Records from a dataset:
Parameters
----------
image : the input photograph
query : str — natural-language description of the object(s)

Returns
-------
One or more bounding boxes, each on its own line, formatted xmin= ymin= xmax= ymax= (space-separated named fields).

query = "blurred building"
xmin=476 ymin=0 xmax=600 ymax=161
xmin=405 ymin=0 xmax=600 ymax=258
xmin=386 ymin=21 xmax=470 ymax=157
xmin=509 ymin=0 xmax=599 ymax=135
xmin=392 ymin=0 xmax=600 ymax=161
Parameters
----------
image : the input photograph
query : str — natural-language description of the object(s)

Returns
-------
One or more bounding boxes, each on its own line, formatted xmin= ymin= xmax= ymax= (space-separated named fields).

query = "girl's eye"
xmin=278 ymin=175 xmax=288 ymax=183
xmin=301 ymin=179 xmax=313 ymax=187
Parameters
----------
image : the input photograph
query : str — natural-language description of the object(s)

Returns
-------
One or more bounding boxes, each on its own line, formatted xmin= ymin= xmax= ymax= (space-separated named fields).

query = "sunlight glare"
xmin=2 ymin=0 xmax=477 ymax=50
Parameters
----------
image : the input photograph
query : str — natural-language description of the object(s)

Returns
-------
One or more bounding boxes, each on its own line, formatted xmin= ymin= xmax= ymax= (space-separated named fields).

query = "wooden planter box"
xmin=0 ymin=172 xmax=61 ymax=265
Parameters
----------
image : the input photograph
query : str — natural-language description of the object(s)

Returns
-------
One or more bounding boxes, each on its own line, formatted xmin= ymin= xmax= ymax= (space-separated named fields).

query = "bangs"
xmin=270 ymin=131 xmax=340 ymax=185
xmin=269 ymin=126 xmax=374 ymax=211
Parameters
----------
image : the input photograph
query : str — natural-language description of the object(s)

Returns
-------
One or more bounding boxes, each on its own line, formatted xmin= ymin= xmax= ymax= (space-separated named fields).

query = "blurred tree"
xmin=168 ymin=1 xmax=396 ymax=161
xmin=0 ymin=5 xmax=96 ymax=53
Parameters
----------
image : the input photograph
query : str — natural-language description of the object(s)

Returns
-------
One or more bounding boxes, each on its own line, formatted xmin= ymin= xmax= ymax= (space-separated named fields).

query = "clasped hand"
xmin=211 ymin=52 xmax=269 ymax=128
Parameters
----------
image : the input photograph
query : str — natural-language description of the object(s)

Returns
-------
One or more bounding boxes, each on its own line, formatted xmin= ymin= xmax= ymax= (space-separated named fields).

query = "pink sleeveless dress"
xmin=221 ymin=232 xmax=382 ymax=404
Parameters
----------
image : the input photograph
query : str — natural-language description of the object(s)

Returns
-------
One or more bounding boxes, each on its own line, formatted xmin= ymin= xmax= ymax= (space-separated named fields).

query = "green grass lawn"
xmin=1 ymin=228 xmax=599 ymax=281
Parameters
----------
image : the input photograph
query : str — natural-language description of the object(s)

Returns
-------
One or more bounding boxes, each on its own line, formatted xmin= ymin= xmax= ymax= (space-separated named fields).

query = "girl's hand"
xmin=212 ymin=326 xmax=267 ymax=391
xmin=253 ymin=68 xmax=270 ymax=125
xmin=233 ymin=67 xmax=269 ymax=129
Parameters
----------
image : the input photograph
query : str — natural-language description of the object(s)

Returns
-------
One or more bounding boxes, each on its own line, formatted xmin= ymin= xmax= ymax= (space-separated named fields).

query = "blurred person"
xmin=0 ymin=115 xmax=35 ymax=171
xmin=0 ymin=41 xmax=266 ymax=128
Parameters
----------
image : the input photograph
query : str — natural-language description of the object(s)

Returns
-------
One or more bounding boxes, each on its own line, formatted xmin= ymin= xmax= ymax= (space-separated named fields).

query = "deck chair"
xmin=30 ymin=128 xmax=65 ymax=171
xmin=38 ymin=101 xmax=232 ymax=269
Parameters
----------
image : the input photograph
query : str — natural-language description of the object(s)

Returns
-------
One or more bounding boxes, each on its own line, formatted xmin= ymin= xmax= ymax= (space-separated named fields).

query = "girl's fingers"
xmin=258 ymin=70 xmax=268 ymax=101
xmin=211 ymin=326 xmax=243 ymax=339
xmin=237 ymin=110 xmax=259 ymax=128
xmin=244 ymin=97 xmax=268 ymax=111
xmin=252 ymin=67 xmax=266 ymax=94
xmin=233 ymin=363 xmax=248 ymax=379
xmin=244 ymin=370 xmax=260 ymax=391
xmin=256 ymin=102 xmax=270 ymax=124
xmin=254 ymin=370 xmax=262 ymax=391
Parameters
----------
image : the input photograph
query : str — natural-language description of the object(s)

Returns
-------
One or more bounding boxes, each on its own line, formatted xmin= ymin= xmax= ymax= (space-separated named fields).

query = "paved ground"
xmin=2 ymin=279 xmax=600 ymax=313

:: TASK ITEM ::
Set down each entry exactly, leaving none out.

:: EXERCISE RESULT ::
Parameters
----------
image : the input photograph
query : str — natural-language description of the object(s)

Returns
-------
One or more bounding boxes, each on its own line, formatted xmin= ymin= xmax= ymax= (space-separated named fields).

query = "blurred building"
xmin=476 ymin=0 xmax=600 ymax=161
xmin=405 ymin=0 xmax=600 ymax=258
xmin=386 ymin=21 xmax=470 ymax=157
xmin=509 ymin=0 xmax=599 ymax=135
xmin=392 ymin=0 xmax=600 ymax=161
Parameters
----------
image : the input photograph
query : str — natural-language description of the object(s)

Returns
-------
One or more bounding boxes, each on its own line, formatted xmin= ymin= xmax= ymax= (space-separated named fields).

query = "girl's eye"
xmin=278 ymin=175 xmax=288 ymax=183
xmin=301 ymin=179 xmax=313 ymax=187
Parameters
----------
image : the input photograph
query : str — natural-language description of the object(s)

Returns
-------
One or more bounding boxes, each on its own line, formatted xmin= ymin= xmax= ymax= (space-separated named fields).

query = "sunlight glare"
xmin=2 ymin=0 xmax=477 ymax=50
Parameters
----------
image : the input photograph
query : str — natural-language description of the object(s)

Returns
-------
One or more bounding boxes, each on its own line, formatted xmin= ymin= xmax= ymax= (space-separated named fields).

query = "wooden planter box"
xmin=0 ymin=172 xmax=61 ymax=265
Parameters
----------
image : the input photograph
query : str — natural-language description of the object(s)

Returns
-------
One or more bounding boxes, each on its own line, formatted xmin= ymin= xmax= ymax= (space-separated named fields).

query = "bangs"
xmin=270 ymin=131 xmax=340 ymax=185
xmin=269 ymin=126 xmax=374 ymax=211
Parameters
----------
image : the input photograph
query : str — natural-language description of the object(s)

Returns
-------
One or more bounding boxes, each on its own line, formatted xmin= ymin= xmax= ymax= (space-separated named fields).

query = "blurred tree"
xmin=168 ymin=1 xmax=396 ymax=161
xmin=0 ymin=5 xmax=96 ymax=53
Parameters
----------
image : the input photograph
query : str — natural-language description of the object(s)

Returns
-------
One or more bounding boxes, each on its own line, formatted xmin= ymin= xmax= ymax= (space-separated named fields).

query = "clasped hand"
xmin=211 ymin=52 xmax=269 ymax=128
Parameters
----------
image : the input photograph
query : str — natural-language description of the object(s)

Returns
-------
One or more bounding boxes, each on its own line, formatted xmin= ymin= xmax= ymax= (space-separated named fields).

query = "pink sleeveless dress"
xmin=221 ymin=232 xmax=382 ymax=404
Parameters
----------
image : the input photograph
query : str — natural-language description of the object(s)

Returns
-------
One or more bounding boxes, each on its own line, formatted xmin= ymin= xmax= ymax= (space-separated named fields).

query = "green grass lawn"
xmin=1 ymin=228 xmax=599 ymax=281
Parameters
----------
image : the input photograph
query : str — natural-language description of the object(s)

Returns
-------
One or more bounding boxes, each on its own line, formatted xmin= ymin= xmax= ymax= (space-separated named fields).

query = "girl's hand"
xmin=212 ymin=326 xmax=267 ymax=391
xmin=253 ymin=68 xmax=270 ymax=125
xmin=233 ymin=67 xmax=269 ymax=129
Parameters
----------
image : the input photograph
query : str — natural-language description of the object(s)

Returns
-------
One or more bounding boxes, each on its own line, formatted xmin= ymin= xmax= ymax= (space-separated named fields).

query = "blurred person"
xmin=0 ymin=115 xmax=35 ymax=171
xmin=0 ymin=41 xmax=266 ymax=128
Parameters
----------
image : the input photograph
query : str — natural-language description of the object(s)

Returns
-------
One or more bounding boxes, each on its own line, formatted xmin= ymin= xmax= ymax= (space-separated named fields).

query = "deck chair"
xmin=30 ymin=128 xmax=65 ymax=171
xmin=38 ymin=101 xmax=232 ymax=269
Parameters
----------
image : the input photograph
query : str — natural-language description of the object(s)

Returns
-------
One or more bounding boxes, each on its own line, formatted xmin= ymin= xmax= ymax= (space-separated named fields).

query = "girl's fingers"
xmin=258 ymin=70 xmax=268 ymax=101
xmin=211 ymin=326 xmax=243 ymax=339
xmin=237 ymin=110 xmax=259 ymax=128
xmin=244 ymin=97 xmax=268 ymax=111
xmin=252 ymin=67 xmax=266 ymax=94
xmin=233 ymin=363 xmax=248 ymax=379
xmin=244 ymin=370 xmax=260 ymax=391
xmin=256 ymin=102 xmax=270 ymax=124
xmin=254 ymin=370 xmax=262 ymax=391
Parameters
----------
image : the input photograph
query : str — natural-language description of the object(s)

Returns
-------
One or more bounding boxes, each on its own line, formatted xmin= ymin= xmax= ymax= (space-separated named fields).

query = "paved ground"
xmin=2 ymin=279 xmax=600 ymax=313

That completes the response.